* _Written request 1_:
In the walkthrough, which three ports are identified as being of interest?
* _Written request 2_:
In the rows, replace "pick planner" with "grasp planner" in the lines from the one containing "the sand in" up to and including the one containing "[(29, 16), (58, 9)]", keeping everything else unchanged, and give back only those lines.
## Start Extract provided
Aragog Walkthrough

h4krG33k
6 min readFeb 7, 2022

This is my first writeup on a HTB box. I tried to keep things as simple and lucid to be as beginner friendly as possible. Hope, you guys enjoy 😃

Aragog

Details:
Difficulty: Medium
Machine State: Retired

Let’s begin.

First we start with enumeration. We do our usual nmap scan. I perform a aggressive scan (-A), and store the output to a file:
nmap 10.10.10.78 -A -oN nmapA

nmap scan results (-A)

I checked the remaining ports with
nmap 10.10.10.78 -p- --min-rate=1000 -v , but I didn’t find anything interesting. Let’s move on.

We find 3 ports of interest: 21[ftp], 22[ssh] & 80[http]. Let’s check them out!
Let’s begin with FTP and test whether it has got anonymous login present or not.

Type in ftp 10.10.10.78 into the cli and then Anonymous when prompted for user. Yay! Anonymous login works! Now we list the contents but ls -a

We use get test.txt to download the file into our system. In case you receive permission denied error, you are probably downloading it in a path or directory which requires root privileges. The work around for this is to use sudo with ftp: sudo ftp 10.10.10.78

Now that we have got the file let’s see what’s in it.
## End Extract provided
## Start Data entries
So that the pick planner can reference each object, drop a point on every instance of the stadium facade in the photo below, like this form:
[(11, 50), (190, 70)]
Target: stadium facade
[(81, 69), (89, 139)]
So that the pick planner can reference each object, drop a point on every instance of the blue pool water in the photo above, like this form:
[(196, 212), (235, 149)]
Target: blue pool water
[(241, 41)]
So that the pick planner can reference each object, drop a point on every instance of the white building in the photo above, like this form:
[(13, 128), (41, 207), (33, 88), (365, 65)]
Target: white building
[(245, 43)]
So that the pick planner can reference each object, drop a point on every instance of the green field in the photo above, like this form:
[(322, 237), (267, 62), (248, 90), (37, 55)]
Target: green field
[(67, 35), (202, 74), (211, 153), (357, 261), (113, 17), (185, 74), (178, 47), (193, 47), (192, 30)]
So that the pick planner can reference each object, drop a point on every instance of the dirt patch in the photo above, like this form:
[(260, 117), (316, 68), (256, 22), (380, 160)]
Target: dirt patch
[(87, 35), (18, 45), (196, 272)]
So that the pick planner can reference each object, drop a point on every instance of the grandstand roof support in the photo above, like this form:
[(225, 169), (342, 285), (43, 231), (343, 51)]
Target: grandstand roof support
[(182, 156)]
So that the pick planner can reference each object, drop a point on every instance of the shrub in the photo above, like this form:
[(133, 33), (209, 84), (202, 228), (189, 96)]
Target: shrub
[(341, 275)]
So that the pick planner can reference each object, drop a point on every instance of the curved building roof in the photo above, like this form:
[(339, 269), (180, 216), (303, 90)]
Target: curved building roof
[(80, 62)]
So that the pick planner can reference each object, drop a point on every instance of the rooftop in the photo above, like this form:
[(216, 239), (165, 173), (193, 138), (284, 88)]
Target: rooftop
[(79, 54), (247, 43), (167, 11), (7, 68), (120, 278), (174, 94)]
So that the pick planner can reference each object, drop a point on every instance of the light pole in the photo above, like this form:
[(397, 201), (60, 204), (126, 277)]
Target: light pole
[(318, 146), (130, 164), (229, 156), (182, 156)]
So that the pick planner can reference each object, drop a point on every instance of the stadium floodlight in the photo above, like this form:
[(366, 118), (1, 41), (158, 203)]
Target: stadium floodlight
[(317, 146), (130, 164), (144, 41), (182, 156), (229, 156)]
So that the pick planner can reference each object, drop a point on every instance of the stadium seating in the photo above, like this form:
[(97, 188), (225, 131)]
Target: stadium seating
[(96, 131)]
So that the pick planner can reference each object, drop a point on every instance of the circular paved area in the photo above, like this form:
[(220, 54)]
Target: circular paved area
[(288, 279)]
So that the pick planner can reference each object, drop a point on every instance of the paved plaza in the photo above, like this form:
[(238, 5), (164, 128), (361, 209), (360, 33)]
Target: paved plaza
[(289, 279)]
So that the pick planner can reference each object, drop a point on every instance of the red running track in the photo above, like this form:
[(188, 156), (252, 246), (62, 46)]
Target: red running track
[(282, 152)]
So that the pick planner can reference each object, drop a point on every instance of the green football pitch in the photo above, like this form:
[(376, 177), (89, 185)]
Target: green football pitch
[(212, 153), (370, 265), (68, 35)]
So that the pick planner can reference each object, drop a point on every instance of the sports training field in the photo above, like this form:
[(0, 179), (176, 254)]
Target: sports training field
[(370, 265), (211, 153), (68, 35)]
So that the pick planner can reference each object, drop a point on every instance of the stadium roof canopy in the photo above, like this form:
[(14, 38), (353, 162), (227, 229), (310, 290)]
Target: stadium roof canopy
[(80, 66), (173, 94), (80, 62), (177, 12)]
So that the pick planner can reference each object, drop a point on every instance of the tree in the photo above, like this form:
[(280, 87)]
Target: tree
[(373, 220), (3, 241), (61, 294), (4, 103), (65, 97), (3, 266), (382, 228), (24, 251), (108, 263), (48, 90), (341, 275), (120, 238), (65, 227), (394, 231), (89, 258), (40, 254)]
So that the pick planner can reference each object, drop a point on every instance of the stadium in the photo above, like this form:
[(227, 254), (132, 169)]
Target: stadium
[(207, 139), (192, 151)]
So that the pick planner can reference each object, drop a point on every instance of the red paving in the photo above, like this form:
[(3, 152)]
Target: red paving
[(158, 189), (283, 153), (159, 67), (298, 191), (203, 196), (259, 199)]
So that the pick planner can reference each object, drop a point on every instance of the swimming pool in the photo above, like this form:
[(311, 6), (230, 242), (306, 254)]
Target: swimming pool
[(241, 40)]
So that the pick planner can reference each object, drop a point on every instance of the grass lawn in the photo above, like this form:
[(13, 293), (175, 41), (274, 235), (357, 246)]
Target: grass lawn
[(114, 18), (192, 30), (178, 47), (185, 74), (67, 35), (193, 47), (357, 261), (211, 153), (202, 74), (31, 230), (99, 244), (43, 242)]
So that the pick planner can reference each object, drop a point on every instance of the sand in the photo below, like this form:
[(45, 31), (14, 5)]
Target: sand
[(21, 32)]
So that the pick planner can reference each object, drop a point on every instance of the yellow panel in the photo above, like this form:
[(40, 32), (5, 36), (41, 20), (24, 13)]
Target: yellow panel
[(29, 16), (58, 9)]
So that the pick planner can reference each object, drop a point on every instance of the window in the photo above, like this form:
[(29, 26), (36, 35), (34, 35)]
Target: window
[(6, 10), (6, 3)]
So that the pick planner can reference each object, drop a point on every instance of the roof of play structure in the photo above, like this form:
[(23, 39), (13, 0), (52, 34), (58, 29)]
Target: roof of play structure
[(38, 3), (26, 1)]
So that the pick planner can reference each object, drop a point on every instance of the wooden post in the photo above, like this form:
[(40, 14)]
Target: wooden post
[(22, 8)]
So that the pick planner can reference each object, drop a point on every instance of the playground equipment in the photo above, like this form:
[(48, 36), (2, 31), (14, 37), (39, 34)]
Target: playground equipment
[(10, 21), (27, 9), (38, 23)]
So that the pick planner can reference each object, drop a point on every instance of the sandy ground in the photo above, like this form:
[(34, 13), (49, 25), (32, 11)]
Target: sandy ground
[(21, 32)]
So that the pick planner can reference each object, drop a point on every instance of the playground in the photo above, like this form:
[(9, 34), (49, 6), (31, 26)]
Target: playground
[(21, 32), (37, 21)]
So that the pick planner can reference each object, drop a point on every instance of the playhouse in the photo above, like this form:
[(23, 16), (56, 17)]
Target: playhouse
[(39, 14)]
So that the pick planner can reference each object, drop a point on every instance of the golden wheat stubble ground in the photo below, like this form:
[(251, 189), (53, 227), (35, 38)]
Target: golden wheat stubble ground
## End Data entries
* _Worked answer 1_:
Ports 21 (ftp), 22 (ssh), and 80 (http).

* _Worked answer 2_:
So that the grasp planner can reference each object, drop a point on every instance of the sand in the photo below, like this form:
[(45, 31), (14, 5)]
Target: sand
[(21, 32)]
So that the grasp planner can reference each object, drop a point on every instance of the yellow panel in the photo above, like this form:
[(40, 32), (5, 36), (41, 20), (24, 13)]
Target: yellow panel
[(29, 16), (58, 9)]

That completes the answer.